**文書抜粋:**
+===+

こんな事を考へてゐると、自分の習作の「手」が自然の前にあつて如何にも貧しいのを恥かしく思はれてなりません。しかし私の身上は身上です。今日此だけしか出来ないのを無暗と悲しみはしません。今日此だけなら明日は此以上に出来ます。どこまでも出ぬけます。そして出来る限り此の無尽蔵の自然の美を汲みませう。此の手を作りながら私は奈良にある仏達の手の二三を考へ出した事がありますが、日本にもあれ程の真と美とを把握した作家があつたのだといふ事を非常に力強く思ひました。そして静かに、世間の根帯無き動揺の外に立つて、たとひ貧乏に追はれても、一足づゝ確かに歩むより外自分の行く道は無いのを感じました。私の行く道は寂しいけれども、清らかで、恍惚と栄光とに満ちてゐます。濁流の渦巻くやうな文展芸術の波は、私の足の先をも洗ひません。汚せません。此点君は私を喜んで下さる事と信じます。いづれ又後便で。
「口」は「くち」です。四角やカタカナの「ロ」ではありません。したがって、「口村君」は「くちむらくん」でしょう。珍しい苗字のように思われますが、地方によってほそうでもないのでしょうか? 同誌に翻訳「ダビデ王の一世」、随筆「予が創造芸術」の二本の記事を執筆している「口村龍皚」と思われますが、詳しい経歴等不明です。『高村光太郎全集』第21巻所収の山川丙三郎宛書簡二三九〇に、翻訳家・口村佶郎の名が記されていて、あるいは同一人物かと思われますが、不明です。情報をお持ちの方、このブログサイトコメント欄等よりご教示いただければ幸いです。

+===+

**提供資料:**
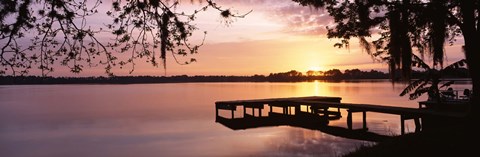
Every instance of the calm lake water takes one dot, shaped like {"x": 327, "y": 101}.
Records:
{"x": 152, "y": 120}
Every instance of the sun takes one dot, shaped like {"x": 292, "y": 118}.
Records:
{"x": 316, "y": 68}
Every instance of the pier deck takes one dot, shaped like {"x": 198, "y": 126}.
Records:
{"x": 320, "y": 105}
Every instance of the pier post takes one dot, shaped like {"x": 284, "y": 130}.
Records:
{"x": 402, "y": 124}
{"x": 244, "y": 111}
{"x": 297, "y": 109}
{"x": 349, "y": 119}
{"x": 418, "y": 126}
{"x": 365, "y": 120}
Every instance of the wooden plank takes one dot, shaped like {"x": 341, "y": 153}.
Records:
{"x": 280, "y": 100}
{"x": 384, "y": 109}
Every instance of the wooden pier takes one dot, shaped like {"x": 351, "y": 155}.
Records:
{"x": 322, "y": 106}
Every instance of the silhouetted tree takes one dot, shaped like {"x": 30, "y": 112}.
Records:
{"x": 41, "y": 33}
{"x": 425, "y": 25}
{"x": 333, "y": 73}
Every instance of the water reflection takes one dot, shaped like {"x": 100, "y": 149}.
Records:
{"x": 172, "y": 120}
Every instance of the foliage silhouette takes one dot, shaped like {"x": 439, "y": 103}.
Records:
{"x": 407, "y": 24}
{"x": 430, "y": 81}
{"x": 63, "y": 34}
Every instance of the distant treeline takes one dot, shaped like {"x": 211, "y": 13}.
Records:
{"x": 290, "y": 76}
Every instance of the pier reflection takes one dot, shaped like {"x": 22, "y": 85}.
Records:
{"x": 301, "y": 120}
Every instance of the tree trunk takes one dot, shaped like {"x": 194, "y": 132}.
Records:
{"x": 471, "y": 37}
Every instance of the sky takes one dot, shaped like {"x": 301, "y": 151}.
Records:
{"x": 277, "y": 36}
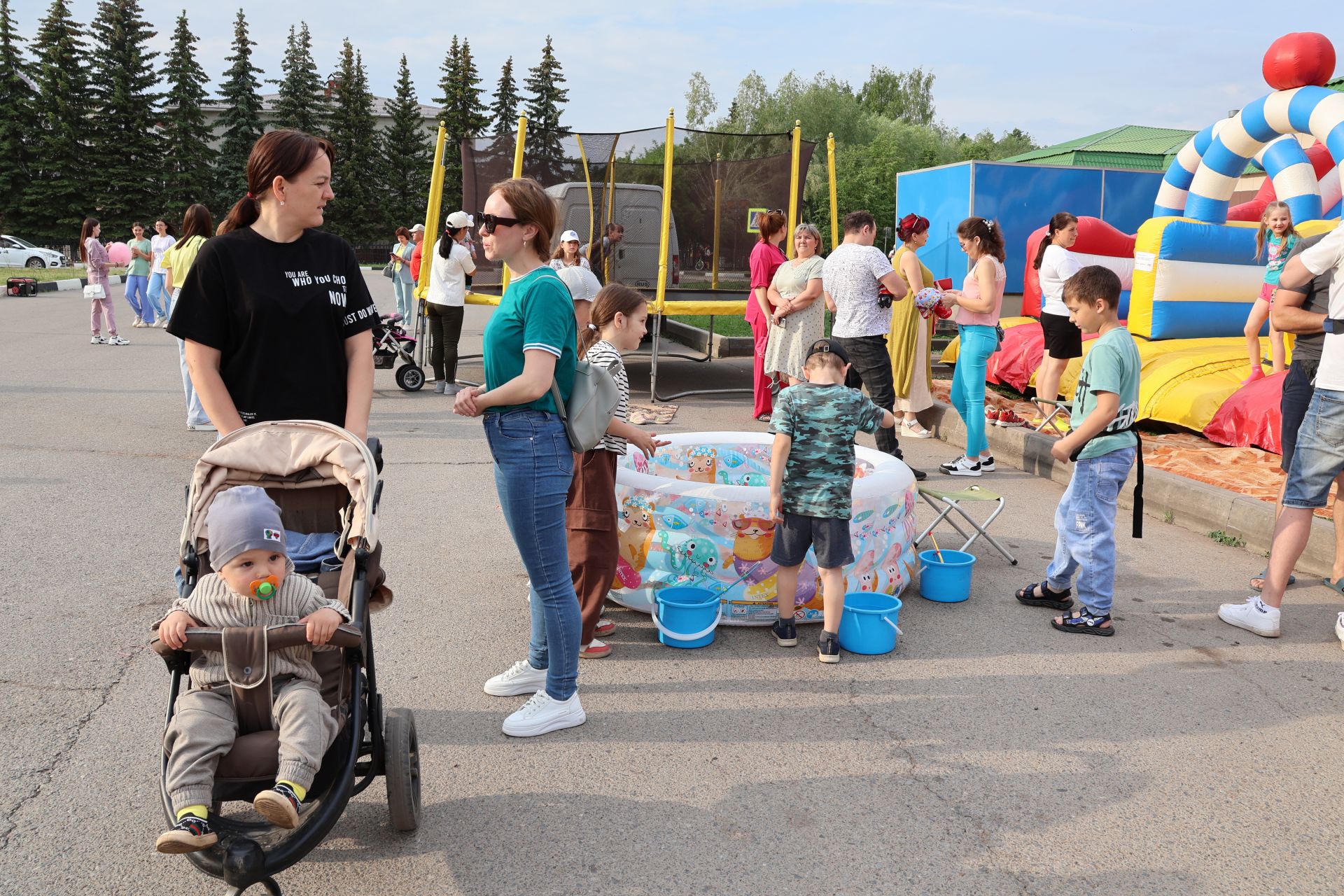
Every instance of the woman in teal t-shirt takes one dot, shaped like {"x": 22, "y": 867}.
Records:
{"x": 531, "y": 340}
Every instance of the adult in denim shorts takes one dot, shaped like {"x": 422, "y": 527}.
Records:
{"x": 1319, "y": 451}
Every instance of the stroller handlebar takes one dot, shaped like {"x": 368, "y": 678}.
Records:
{"x": 280, "y": 637}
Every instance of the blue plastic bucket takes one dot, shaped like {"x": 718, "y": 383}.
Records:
{"x": 946, "y": 580}
{"x": 686, "y": 617}
{"x": 869, "y": 624}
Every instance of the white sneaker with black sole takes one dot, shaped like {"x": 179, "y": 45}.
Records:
{"x": 1254, "y": 615}
{"x": 961, "y": 466}
{"x": 543, "y": 713}
{"x": 517, "y": 680}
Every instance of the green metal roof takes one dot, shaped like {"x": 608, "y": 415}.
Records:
{"x": 1124, "y": 147}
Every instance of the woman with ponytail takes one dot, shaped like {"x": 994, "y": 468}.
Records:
{"x": 911, "y": 335}
{"x": 980, "y": 298}
{"x": 1063, "y": 339}
{"x": 274, "y": 314}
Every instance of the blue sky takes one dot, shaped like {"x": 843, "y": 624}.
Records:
{"x": 1057, "y": 70}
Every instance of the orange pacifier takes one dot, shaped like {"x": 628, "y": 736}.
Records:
{"x": 265, "y": 589}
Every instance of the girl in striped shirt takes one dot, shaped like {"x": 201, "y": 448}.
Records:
{"x": 616, "y": 324}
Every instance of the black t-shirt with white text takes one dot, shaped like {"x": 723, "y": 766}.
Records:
{"x": 280, "y": 315}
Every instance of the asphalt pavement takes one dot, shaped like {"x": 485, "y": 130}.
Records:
{"x": 987, "y": 755}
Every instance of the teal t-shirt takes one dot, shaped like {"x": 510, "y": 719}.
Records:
{"x": 1112, "y": 365}
{"x": 139, "y": 266}
{"x": 822, "y": 421}
{"x": 536, "y": 314}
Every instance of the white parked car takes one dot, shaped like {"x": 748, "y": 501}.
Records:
{"x": 20, "y": 253}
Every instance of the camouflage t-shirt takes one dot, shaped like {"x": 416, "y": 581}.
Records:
{"x": 822, "y": 419}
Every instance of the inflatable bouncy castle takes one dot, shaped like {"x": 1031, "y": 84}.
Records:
{"x": 1190, "y": 273}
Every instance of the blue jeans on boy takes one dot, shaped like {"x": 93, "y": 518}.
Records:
{"x": 137, "y": 295}
{"x": 534, "y": 466}
{"x": 1086, "y": 530}
{"x": 968, "y": 383}
{"x": 159, "y": 298}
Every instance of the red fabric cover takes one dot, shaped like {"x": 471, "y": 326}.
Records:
{"x": 1094, "y": 237}
{"x": 1253, "y": 209}
{"x": 1250, "y": 416}
{"x": 1298, "y": 59}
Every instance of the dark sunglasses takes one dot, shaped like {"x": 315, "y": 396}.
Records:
{"x": 489, "y": 222}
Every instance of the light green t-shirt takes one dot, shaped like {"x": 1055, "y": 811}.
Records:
{"x": 536, "y": 314}
{"x": 1112, "y": 365}
{"x": 139, "y": 266}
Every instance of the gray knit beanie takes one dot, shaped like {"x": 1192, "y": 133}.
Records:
{"x": 242, "y": 519}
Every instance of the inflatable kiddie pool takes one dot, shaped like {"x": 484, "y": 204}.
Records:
{"x": 699, "y": 514}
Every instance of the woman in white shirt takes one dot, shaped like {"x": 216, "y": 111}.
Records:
{"x": 1063, "y": 339}
{"x": 451, "y": 266}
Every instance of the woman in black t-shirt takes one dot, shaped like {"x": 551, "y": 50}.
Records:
{"x": 276, "y": 315}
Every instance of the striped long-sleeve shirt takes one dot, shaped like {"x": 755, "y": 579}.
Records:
{"x": 216, "y": 606}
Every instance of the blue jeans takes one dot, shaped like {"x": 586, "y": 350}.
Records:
{"x": 137, "y": 284}
{"x": 405, "y": 296}
{"x": 1320, "y": 451}
{"x": 968, "y": 383}
{"x": 159, "y": 298}
{"x": 1086, "y": 530}
{"x": 534, "y": 466}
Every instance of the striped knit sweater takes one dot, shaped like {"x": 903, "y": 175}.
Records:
{"x": 213, "y": 605}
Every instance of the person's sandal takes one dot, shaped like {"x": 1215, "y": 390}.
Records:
{"x": 1050, "y": 598}
{"x": 1084, "y": 621}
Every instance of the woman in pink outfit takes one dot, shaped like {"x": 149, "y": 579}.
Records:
{"x": 765, "y": 260}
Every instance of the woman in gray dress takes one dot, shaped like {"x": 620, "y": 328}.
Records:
{"x": 799, "y": 318}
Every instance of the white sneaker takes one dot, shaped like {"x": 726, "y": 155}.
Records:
{"x": 543, "y": 713}
{"x": 519, "y": 679}
{"x": 961, "y": 466}
{"x": 1253, "y": 615}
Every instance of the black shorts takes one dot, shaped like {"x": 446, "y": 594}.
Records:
{"x": 1063, "y": 339}
{"x": 1297, "y": 396}
{"x": 828, "y": 536}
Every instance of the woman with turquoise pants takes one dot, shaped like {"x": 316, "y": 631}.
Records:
{"x": 979, "y": 300}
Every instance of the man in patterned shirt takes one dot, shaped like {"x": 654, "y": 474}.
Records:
{"x": 811, "y": 484}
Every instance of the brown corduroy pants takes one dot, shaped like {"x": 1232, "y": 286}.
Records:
{"x": 592, "y": 533}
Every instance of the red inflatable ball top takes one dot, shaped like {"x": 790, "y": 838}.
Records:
{"x": 1298, "y": 59}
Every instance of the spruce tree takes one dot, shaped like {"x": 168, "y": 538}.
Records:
{"x": 186, "y": 140}
{"x": 545, "y": 153}
{"x": 124, "y": 155}
{"x": 504, "y": 108}
{"x": 58, "y": 197}
{"x": 355, "y": 213}
{"x": 302, "y": 101}
{"x": 17, "y": 113}
{"x": 241, "y": 122}
{"x": 407, "y": 158}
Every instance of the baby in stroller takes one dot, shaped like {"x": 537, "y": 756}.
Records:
{"x": 252, "y": 586}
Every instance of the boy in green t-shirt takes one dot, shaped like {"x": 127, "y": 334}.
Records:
{"x": 812, "y": 482}
{"x": 1105, "y": 407}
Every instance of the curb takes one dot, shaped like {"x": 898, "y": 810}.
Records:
{"x": 74, "y": 282}
{"x": 1193, "y": 505}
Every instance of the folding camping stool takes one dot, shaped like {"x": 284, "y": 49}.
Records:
{"x": 1062, "y": 409}
{"x": 945, "y": 501}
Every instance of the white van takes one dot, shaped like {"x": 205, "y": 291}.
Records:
{"x": 638, "y": 209}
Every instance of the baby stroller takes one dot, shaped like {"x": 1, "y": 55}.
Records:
{"x": 324, "y": 480}
{"x": 390, "y": 344}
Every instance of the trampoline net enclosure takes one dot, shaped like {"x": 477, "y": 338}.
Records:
{"x": 718, "y": 182}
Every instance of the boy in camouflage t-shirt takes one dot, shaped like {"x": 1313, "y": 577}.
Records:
{"x": 811, "y": 484}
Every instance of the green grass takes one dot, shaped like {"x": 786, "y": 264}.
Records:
{"x": 48, "y": 274}
{"x": 724, "y": 324}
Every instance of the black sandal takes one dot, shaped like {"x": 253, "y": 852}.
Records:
{"x": 1053, "y": 599}
{"x": 1084, "y": 621}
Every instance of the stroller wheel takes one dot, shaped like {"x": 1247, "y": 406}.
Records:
{"x": 403, "y": 799}
{"x": 410, "y": 378}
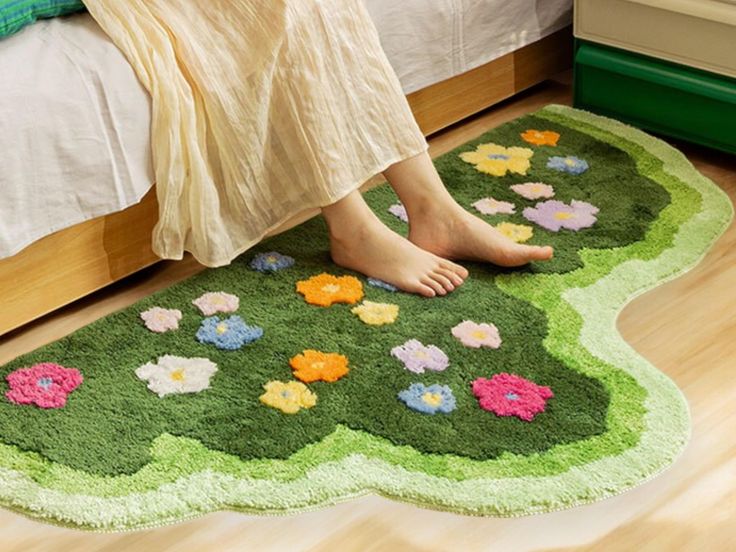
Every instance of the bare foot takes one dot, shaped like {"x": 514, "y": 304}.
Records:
{"x": 367, "y": 246}
{"x": 448, "y": 230}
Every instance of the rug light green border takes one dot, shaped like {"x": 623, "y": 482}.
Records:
{"x": 586, "y": 304}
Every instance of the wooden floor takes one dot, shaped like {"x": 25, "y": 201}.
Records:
{"x": 687, "y": 328}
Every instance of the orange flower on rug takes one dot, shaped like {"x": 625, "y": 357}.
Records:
{"x": 313, "y": 365}
{"x": 326, "y": 289}
{"x": 541, "y": 137}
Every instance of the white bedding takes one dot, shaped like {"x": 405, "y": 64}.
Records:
{"x": 75, "y": 121}
{"x": 74, "y": 130}
{"x": 428, "y": 41}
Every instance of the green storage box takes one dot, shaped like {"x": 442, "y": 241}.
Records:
{"x": 660, "y": 96}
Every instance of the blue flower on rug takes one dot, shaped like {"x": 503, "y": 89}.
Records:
{"x": 428, "y": 399}
{"x": 375, "y": 282}
{"x": 230, "y": 334}
{"x": 569, "y": 164}
{"x": 271, "y": 262}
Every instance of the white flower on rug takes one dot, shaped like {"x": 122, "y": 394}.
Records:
{"x": 176, "y": 375}
{"x": 161, "y": 320}
{"x": 216, "y": 301}
{"x": 490, "y": 206}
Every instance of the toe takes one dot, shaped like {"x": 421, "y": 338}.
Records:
{"x": 443, "y": 280}
{"x": 456, "y": 268}
{"x": 454, "y": 277}
{"x": 434, "y": 284}
{"x": 543, "y": 253}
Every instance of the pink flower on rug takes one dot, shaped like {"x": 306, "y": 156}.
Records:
{"x": 490, "y": 206}
{"x": 418, "y": 357}
{"x": 216, "y": 301}
{"x": 509, "y": 395}
{"x": 553, "y": 215}
{"x": 534, "y": 190}
{"x": 46, "y": 385}
{"x": 399, "y": 211}
{"x": 161, "y": 320}
{"x": 476, "y": 335}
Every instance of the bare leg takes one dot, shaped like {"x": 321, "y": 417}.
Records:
{"x": 361, "y": 242}
{"x": 439, "y": 225}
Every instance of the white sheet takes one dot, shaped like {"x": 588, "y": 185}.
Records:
{"x": 428, "y": 41}
{"x": 74, "y": 130}
{"x": 75, "y": 121}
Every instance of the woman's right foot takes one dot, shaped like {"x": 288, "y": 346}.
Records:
{"x": 367, "y": 246}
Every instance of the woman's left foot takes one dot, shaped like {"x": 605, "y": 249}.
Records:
{"x": 449, "y": 231}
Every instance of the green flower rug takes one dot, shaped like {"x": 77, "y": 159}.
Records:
{"x": 282, "y": 383}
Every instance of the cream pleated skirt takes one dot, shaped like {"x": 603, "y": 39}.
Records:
{"x": 261, "y": 109}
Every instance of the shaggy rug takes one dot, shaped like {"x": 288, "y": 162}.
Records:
{"x": 282, "y": 383}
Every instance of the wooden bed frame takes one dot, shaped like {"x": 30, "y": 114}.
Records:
{"x": 83, "y": 258}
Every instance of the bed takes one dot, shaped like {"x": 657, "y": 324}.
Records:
{"x": 77, "y": 198}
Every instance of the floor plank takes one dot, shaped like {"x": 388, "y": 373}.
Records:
{"x": 687, "y": 328}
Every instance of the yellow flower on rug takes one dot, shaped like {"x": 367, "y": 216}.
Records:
{"x": 314, "y": 365}
{"x": 376, "y": 314}
{"x": 326, "y": 289}
{"x": 497, "y": 160}
{"x": 517, "y": 232}
{"x": 289, "y": 397}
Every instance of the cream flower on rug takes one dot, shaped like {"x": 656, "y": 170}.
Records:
{"x": 176, "y": 375}
{"x": 534, "y": 190}
{"x": 376, "y": 314}
{"x": 472, "y": 334}
{"x": 490, "y": 206}
{"x": 216, "y": 301}
{"x": 161, "y": 320}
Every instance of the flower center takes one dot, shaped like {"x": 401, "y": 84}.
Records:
{"x": 45, "y": 383}
{"x": 432, "y": 399}
{"x": 178, "y": 374}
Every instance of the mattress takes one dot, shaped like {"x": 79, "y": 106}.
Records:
{"x": 428, "y": 41}
{"x": 75, "y": 136}
{"x": 696, "y": 33}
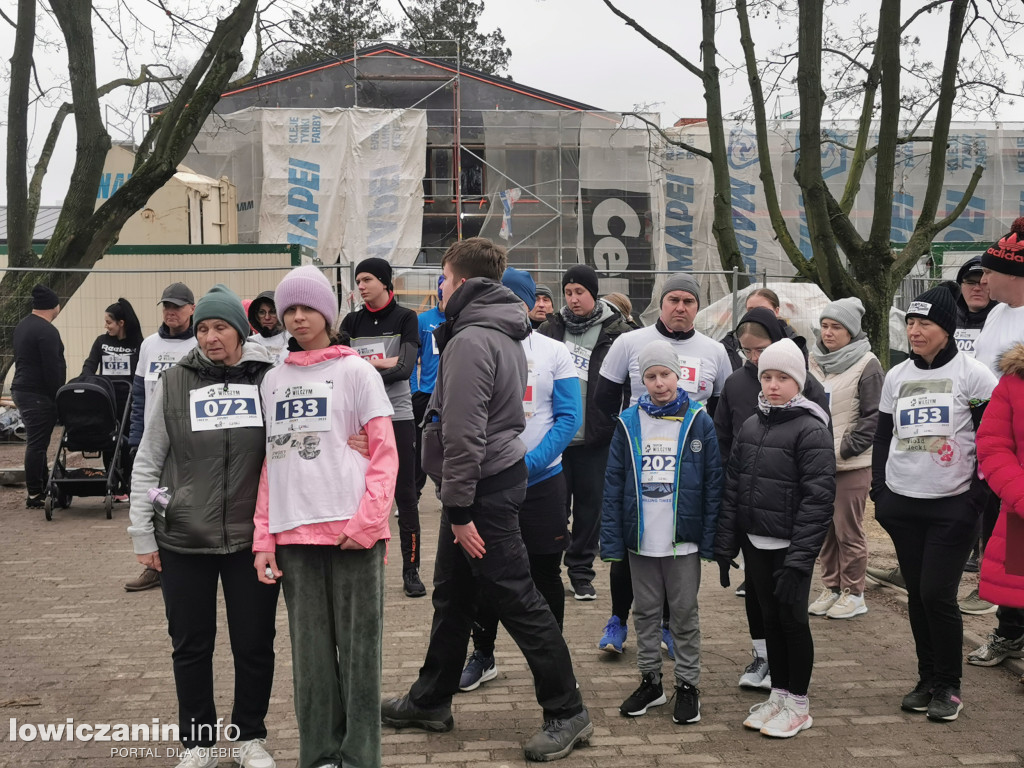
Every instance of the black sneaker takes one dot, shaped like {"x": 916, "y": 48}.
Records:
{"x": 412, "y": 585}
{"x": 650, "y": 693}
{"x": 919, "y": 698}
{"x": 584, "y": 590}
{"x": 557, "y": 737}
{"x": 687, "y": 705}
{"x": 401, "y": 713}
{"x": 945, "y": 705}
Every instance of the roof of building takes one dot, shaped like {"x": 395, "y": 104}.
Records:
{"x": 396, "y": 50}
{"x": 45, "y": 223}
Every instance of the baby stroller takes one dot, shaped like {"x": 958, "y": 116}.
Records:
{"x": 94, "y": 413}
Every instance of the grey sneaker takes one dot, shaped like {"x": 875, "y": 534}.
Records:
{"x": 920, "y": 697}
{"x": 995, "y": 650}
{"x": 145, "y": 581}
{"x": 975, "y": 606}
{"x": 556, "y": 739}
{"x": 891, "y": 578}
{"x": 401, "y": 713}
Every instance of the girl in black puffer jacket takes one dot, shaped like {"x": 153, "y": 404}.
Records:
{"x": 777, "y": 504}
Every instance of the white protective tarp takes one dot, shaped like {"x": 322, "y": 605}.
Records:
{"x": 344, "y": 182}
{"x": 800, "y": 304}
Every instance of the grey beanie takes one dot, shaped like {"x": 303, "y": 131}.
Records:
{"x": 784, "y": 355}
{"x": 658, "y": 352}
{"x": 848, "y": 312}
{"x": 681, "y": 282}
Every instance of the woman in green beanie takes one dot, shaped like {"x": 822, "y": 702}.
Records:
{"x": 203, "y": 446}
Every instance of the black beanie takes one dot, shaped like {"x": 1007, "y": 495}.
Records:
{"x": 43, "y": 297}
{"x": 377, "y": 267}
{"x": 582, "y": 274}
{"x": 939, "y": 305}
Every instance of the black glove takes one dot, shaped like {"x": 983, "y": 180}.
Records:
{"x": 724, "y": 563}
{"x": 787, "y": 585}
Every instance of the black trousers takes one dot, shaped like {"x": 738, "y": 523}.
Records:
{"x": 39, "y": 414}
{"x": 404, "y": 494}
{"x": 584, "y": 468}
{"x": 787, "y": 635}
{"x": 420, "y": 400}
{"x": 502, "y": 577}
{"x": 542, "y": 522}
{"x": 189, "y": 588}
{"x": 933, "y": 539}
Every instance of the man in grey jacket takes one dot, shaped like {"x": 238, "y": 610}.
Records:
{"x": 480, "y": 553}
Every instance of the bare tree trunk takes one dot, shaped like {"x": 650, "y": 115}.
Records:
{"x": 19, "y": 224}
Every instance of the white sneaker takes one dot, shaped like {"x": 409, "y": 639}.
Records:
{"x": 848, "y": 606}
{"x": 824, "y": 601}
{"x": 762, "y": 713}
{"x": 787, "y": 722}
{"x": 198, "y": 757}
{"x": 253, "y": 755}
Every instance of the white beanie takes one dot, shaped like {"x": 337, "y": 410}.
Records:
{"x": 785, "y": 356}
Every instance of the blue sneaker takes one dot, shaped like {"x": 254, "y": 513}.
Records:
{"x": 667, "y": 642}
{"x": 479, "y": 669}
{"x": 613, "y": 637}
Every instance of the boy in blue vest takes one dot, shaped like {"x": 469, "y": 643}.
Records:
{"x": 662, "y": 492}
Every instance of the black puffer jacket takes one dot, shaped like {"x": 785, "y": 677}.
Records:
{"x": 780, "y": 482}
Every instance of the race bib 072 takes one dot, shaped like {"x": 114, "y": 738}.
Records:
{"x": 303, "y": 408}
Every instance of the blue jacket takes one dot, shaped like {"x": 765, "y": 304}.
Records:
{"x": 566, "y": 408}
{"x": 425, "y": 368}
{"x": 697, "y": 493}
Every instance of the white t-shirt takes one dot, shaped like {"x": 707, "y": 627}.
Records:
{"x": 1004, "y": 328}
{"x": 704, "y": 363}
{"x": 313, "y": 475}
{"x": 932, "y": 452}
{"x": 276, "y": 345}
{"x": 658, "y": 473}
{"x": 156, "y": 355}
{"x": 547, "y": 361}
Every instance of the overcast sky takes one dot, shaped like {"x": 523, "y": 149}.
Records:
{"x": 573, "y": 48}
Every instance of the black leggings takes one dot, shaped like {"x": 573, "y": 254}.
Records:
{"x": 787, "y": 635}
{"x": 547, "y": 573}
{"x": 404, "y": 494}
{"x": 933, "y": 539}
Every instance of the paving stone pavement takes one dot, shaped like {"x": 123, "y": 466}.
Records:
{"x": 75, "y": 645}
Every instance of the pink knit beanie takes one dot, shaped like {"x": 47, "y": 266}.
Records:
{"x": 307, "y": 286}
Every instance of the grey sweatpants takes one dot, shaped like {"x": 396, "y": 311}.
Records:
{"x": 677, "y": 579}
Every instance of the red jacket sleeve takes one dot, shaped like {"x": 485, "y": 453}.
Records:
{"x": 997, "y": 444}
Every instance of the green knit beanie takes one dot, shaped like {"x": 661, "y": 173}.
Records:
{"x": 222, "y": 303}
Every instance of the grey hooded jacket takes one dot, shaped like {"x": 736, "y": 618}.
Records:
{"x": 479, "y": 390}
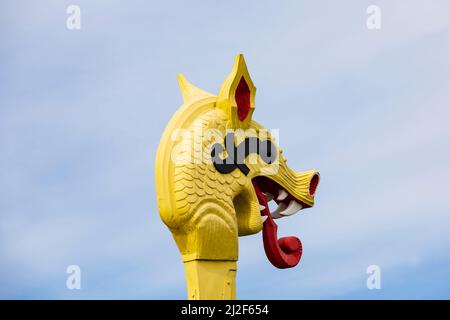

+===+

**出題 1:** 抜粋の「こんな事を考へてゐると、自分」から「と信じます。いづれ又後便で。」までを一字一句違えずに書き写してください。
**出題 2:** 抜粋によると、翻訳家・口村佶郎の名は『高村光太郎全集』第21巻のどの書簡に記されていますか。
資料はこの抜粋とは関係がありません。

**解答 1:**
こんな事を考へてゐると、自分の習作の「手」が自然の前にあつて如何にも貧しいのを恥かしく思はれてなりません。しかし私の身上は身上です。今日此だけしか出来ないのを無暗と悲しみはしません。今日此だけなら明日は此以上に出来ます。どこまでも出ぬけます。そして出来る限り此の無尽蔵の自然の美を汲みませう。此の手を作りながら私は奈良にある仏達の手の二三を考へ出した事がありますが、日本にもあれ程の真と美とを把握した作家があつたのだといふ事を非常に力強く思ひました。そして静かに、世間の根帯無き動揺の外に立つて、たとひ貧乏に追はれても、一足づゝ確かに歩むより外自分の行く道は無いのを感じました。私の行く道は寂しいけれども、清らかで、恍惚と栄光とに満ちてゐます。濁流の渦巻くやうな文展芸術の波は、私の足の先をも洗ひません。汚せません。此点君は私を喜んで下さる事と信じます。いづれ又後便で。

**解答 2:** 山川丙三郎宛書簡二三九〇です。